DATASET below:
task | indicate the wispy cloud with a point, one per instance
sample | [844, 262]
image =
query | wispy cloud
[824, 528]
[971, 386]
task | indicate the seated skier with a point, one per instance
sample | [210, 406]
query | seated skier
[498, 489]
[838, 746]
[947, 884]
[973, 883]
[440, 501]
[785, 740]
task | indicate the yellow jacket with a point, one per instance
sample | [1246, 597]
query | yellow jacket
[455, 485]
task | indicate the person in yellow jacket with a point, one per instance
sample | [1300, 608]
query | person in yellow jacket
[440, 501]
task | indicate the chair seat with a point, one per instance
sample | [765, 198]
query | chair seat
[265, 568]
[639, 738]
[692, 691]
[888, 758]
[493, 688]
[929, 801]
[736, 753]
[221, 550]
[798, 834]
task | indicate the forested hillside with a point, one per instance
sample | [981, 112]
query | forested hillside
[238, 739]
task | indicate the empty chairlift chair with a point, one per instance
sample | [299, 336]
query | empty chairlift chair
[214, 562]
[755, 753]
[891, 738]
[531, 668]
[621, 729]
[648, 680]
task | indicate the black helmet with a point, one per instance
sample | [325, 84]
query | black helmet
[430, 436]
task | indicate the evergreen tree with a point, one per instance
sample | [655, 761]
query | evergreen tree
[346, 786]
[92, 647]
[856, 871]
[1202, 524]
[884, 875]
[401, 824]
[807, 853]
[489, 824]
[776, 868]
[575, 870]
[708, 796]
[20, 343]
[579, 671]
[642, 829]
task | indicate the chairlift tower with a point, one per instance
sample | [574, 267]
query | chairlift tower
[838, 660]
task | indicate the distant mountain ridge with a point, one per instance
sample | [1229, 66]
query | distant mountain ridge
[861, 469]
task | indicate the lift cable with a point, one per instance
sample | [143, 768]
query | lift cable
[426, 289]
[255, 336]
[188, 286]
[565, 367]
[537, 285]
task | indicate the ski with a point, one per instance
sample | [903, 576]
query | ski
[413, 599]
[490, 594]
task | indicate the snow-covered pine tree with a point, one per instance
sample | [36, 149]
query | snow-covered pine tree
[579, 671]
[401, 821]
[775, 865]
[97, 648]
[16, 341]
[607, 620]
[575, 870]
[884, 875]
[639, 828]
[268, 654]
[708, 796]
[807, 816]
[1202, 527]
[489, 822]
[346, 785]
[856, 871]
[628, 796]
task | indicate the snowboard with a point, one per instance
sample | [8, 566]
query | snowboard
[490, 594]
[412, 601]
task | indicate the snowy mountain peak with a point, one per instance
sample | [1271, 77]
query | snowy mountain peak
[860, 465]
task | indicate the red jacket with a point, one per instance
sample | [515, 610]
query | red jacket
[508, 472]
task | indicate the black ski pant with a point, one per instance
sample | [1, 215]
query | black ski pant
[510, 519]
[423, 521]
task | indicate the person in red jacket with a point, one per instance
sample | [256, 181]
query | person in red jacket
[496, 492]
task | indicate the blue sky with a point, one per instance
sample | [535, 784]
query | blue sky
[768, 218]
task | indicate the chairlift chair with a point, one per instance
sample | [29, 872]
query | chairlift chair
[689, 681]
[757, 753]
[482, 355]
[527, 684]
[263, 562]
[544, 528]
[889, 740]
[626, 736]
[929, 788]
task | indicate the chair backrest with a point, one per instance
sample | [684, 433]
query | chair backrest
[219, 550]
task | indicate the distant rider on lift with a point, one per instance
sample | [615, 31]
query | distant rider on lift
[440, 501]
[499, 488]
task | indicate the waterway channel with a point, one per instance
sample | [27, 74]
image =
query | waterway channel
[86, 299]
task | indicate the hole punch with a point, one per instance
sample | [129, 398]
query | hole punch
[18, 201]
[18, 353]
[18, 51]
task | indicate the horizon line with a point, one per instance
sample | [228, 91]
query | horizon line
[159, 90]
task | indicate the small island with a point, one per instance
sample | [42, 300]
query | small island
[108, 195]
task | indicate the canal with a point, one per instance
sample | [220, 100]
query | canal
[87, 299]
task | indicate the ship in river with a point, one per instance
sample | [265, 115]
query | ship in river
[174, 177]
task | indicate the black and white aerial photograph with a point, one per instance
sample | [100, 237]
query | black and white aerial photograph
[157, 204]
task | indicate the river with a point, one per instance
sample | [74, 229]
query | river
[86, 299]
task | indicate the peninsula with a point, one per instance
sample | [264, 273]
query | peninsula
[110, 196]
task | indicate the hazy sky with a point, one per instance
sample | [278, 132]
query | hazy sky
End of DATASET.
- BRIEF
Every line of the listing is to be returned exactly as given.

- WRITTEN REPLY
task | indicate the wispy cloud with a point, one per instance
sample | [844, 262]
image =
query | wispy cloud
[824, 528]
[971, 386]
task | indicate the seated skier with a point, one per instance
sample | [210, 406]
query | seated skier
[498, 489]
[838, 746]
[947, 884]
[973, 883]
[440, 501]
[785, 740]
task | indicate the yellow jacket with a point, one per instance
sample | [1246, 597]
query | yellow jacket
[455, 485]
task | indicate the person in yellow jacket with a point, one per instance
sample | [1300, 608]
query | person in yellow jacket
[440, 501]
task | indicate the chair seat with a point, one per instance
sample | [765, 198]
query | chair seat
[265, 568]
[639, 738]
[692, 691]
[888, 758]
[493, 688]
[929, 801]
[736, 753]
[221, 550]
[798, 834]
task | indicate the forested hillside with a point, one per instance
sample | [981, 112]
query | forested hillside
[238, 739]
task | indicate the empty chairlift chair with a point, one per instance
sample | [299, 336]
query | empty chairlift chair
[214, 562]
[755, 753]
[891, 738]
[531, 668]
[621, 729]
[648, 680]
task | indicate the black helmet with a point, one per instance
sample | [325, 84]
query | black helmet
[430, 436]
task | indicate the evergreen tree with a point, one per instance
sample | [655, 761]
query | evergreen tree
[346, 786]
[92, 647]
[856, 871]
[1202, 524]
[884, 875]
[401, 824]
[807, 853]
[489, 824]
[776, 868]
[575, 870]
[708, 796]
[20, 343]
[579, 671]
[642, 829]
task | indicate the chairlift tower with a point, one per instance
sample | [574, 267]
query | chairlift tower
[838, 660]
task | indicate the distant mountain ridge with a point, one per instance
sample | [1229, 66]
query | distant mountain ridge
[861, 469]
task | indicate the lift cable with a point, one per instance
sample | [143, 768]
query | lift cable
[426, 289]
[255, 336]
[188, 286]
[565, 367]
[537, 285]
task | indicate the ski with a point, one per instance
sample | [903, 576]
query | ski
[413, 599]
[490, 594]
task | indicate the snow-covered pine tree with a point, one per instance
sample | [36, 149]
query | snow-covered pine tree
[579, 671]
[401, 821]
[775, 865]
[97, 648]
[16, 341]
[607, 620]
[575, 870]
[884, 875]
[639, 828]
[268, 654]
[708, 796]
[807, 816]
[1202, 527]
[489, 822]
[346, 785]
[856, 871]
[628, 796]
task | indicate the snowboard with a point, one per instance
sample | [8, 566]
query | snowboard
[490, 594]
[412, 601]
task | indicate the snowy mountain peak with a point, one per instance
sample | [1271, 77]
query | snowy mountain peak
[860, 465]
task | indicate the red jacket with a point, one per instance
sample | [515, 610]
query | red jacket
[508, 472]
task | indicate the black ski pant with a point, one per instance
sample | [1, 215]
query | black ski pant
[510, 519]
[423, 521]
task | indicate the person in red jacket with a point, one per instance
sample | [256, 181]
query | person in red jacket
[496, 492]
task | indicate the blue sky with a point, one per instance
sample | [535, 784]
query | blue sky
[768, 218]
task | indicate the chairlift chair with a point, one per instance
sample | [29, 872]
query | chairlift chair
[689, 681]
[757, 753]
[482, 355]
[527, 684]
[263, 562]
[544, 528]
[889, 740]
[626, 736]
[929, 788]
task | indicate the chair backrest with a point, one per instance
sample | [684, 433]
query | chair backrest
[219, 550]
task | indicate the distant rider on lift with a point, one per instance
sample | [615, 31]
query | distant rider on lift
[440, 501]
[499, 488]
task | indicate the waterway channel with a point, one per instance
sample | [27, 74]
image =
query | waterway channel
[86, 299]
task | indicate the hole punch with a point, one per instance
sample | [129, 398]
query | hole punch
[18, 201]
[18, 353]
[18, 51]
task | indicate the horizon line with a point, one per instance
sample | [228, 91]
query | horizon line
[159, 90]
task | indicate the small island with a point, one per instance
sample | [42, 300]
query | small island
[108, 195]
task | indicate the canal with a point, one per instance
sample | [220, 100]
query | canal
[87, 299]
task | indicate the ship in river with a point, one per instance
sample | [265, 115]
query | ship in river
[174, 177]
task | indicate the black and white aerial photograph with a point, one per instance
sample | [100, 237]
query | black and white aerial photograph
[157, 204]
task | indicate the river with a point, one per instance
sample | [74, 229]
query | river
[86, 299]
task | indicate the peninsula with a point, one per instance
sample | [264, 273]
query | peninsula
[110, 196]
task | indicate the hazy sky with a point, one per instance
sample | [278, 132]
query | hazy sky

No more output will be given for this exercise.